Some manicures include painting pictures or designs on the nails, applying small decals, or imitation jewels (from 2 dimensions to 3 dimensions). Other nail treatments may include the application of artificial gel nails, tips, or acrylics.

Nail technicians, such as manicurists and pedicurists, must be licensed in certain states and countries, and must follow government regulations. Since the skin is manipulated and often times trimmed, there is a risk of spreading infection when tools are used across many people. Therefore, having improper sanitation can pose serious issues.

==Etymology==
The English word manicure comes from the French word manucure, meaning care of the hands, which in turn originates from the Latin words manus, for hand, and cura, for care. Similarly, the English word pedicure comes from the Latin words pes (genitive case: pedis), for foot, and cura, for care. Colloquially, the word for manicure is sometimes shortened to mani.

==Types==

===Dip powder manicures===
Dip powder manicures are an alternative to traditional acrylic nails and gel polish. Dip powders have become popular due to ease of application. They are similar to traditional silk or fiberglass enhancements, with the fiber being replaced by acrylic powder. Both methods rely on layering cyanoacrylate over the natural nail and encasing either the fiber or acrylic powder. While a single layer of fiber is typical, multiple alternating layers of powder and cyanoacrylate may be used in dip nails.

===French manicures===
Jeff Pink, founder of the professional nail brand ORLY, is credited with creating the natural nail look later called the French manicure in 1976.

In the mid-1970s, Pink was tasked by a film director to come up with a universal nail look that would save screen actresses from having to spend time getting their nails redone to go along with their costume changes. Inspired by the instant brightening effect of a white pencil applied to the underside, Pink suspected that the solution was to apply that same neutralizing principle to the top of the nail. "I got one gallon of white polish for the tips, and pink, beige, or rose for the nail," he recalled in a 2014 interview with The National. The Natural Nail Kit, as Pink called it then, was a hit among movie stars and studios who found the time-saving strategy indispensable. "The director commented that I should get an Oscar for saving the industry so much money," he said. Eventually Pink took the trend to the catwalk crowd in Paris, and they liked it, too. But, it still needed, as he thought, a more pleasing name. He gave it the French rebranding on the flight back home to Los Angeles.
• • • • • • •
**PROBLEMS AND TASKS:**
[1] Print the manicure passage word for word from "Some manicures include" to "tips, or acrylics.".
[2] Proceed with the passage on manicures, picking up after its last sentence.
The listing after this passage is unrelated to it.

**SUPPLIED ENTRIES:**
• • • • • • •
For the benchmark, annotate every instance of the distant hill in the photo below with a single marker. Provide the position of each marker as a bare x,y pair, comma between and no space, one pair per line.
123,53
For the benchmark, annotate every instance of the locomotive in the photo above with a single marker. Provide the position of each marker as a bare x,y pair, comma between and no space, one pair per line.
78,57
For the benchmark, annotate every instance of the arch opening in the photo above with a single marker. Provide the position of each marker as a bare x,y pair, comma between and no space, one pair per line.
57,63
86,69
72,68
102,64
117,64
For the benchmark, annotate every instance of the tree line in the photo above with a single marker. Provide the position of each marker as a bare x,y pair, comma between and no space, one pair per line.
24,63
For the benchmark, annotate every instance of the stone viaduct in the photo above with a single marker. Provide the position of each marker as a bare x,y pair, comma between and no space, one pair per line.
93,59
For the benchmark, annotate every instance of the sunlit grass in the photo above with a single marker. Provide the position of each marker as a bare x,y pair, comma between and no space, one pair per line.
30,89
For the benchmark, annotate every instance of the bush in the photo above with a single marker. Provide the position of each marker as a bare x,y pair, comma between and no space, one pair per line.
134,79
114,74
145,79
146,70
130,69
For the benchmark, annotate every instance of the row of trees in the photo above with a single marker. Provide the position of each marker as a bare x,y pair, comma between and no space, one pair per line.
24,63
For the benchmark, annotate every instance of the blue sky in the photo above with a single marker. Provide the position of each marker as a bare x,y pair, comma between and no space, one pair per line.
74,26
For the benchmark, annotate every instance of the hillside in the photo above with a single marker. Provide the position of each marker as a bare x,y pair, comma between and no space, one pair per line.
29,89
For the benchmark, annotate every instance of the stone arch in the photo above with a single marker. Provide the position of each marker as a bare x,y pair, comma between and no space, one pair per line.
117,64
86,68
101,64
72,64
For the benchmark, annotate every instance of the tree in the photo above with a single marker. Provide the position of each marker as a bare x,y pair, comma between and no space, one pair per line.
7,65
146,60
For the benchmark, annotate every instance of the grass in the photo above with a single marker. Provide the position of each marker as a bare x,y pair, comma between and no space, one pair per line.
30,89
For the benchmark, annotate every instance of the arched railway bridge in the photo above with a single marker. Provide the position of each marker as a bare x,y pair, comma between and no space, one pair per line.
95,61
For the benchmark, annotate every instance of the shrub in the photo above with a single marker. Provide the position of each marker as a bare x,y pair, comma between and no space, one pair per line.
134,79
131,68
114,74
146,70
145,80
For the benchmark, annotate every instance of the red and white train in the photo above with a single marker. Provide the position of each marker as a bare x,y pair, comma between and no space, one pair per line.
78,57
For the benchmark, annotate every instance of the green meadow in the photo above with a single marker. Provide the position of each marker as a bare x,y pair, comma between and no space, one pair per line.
• • • • • • •
**WRITTEN ANSWERS:**
[1]
Some manicures include painting pictures or designs on the nails, applying small decals, or imitation jewels (from 2 dimensions to 3 dimensions). Other nail treatments may include the application of artificial gel nails, tips, or acrylics.

[2]
Nails that have undergone a French manicure are characterized by a lack of artificial base color and white tips at the free edge of the nail. For this reason, they are sometimes referred to as French tips. The nail tips are painted white, while the rest of the nails are polished in a pink or a suitable nude shade. French manicures can be achieved with artificial nails. However, it is also as common to perform a French manicure on natural nails. Another technique is to whiten the underside of the nail with white pencil and paint a sheer color over the entire nail.
===Hot oil manicures===

A hot oil manicure is a specific type of manicure that cleans the cuticles and softens them with oil. Types of oils that can be used are mineral oil, olive oil, some lotions or commercial preparations in an electric heater.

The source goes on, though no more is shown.